**WHAT YOU HAVE TO DO**
Reproduce every row below word for word, leaving the pictures out.

# # # # # # #

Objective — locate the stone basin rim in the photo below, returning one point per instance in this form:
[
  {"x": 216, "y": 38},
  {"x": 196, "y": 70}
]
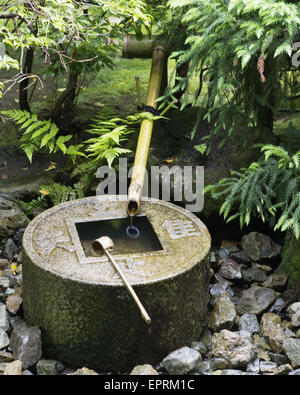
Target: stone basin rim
[{"x": 35, "y": 257}]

# # # # # # #

**SOLVED PROBLEM**
Objective — locate the stone basin rim in the photo below, returning one point per instance in this form:
[
  {"x": 216, "y": 38},
  {"x": 196, "y": 70}
]
Target: stone basin rim
[{"x": 35, "y": 257}]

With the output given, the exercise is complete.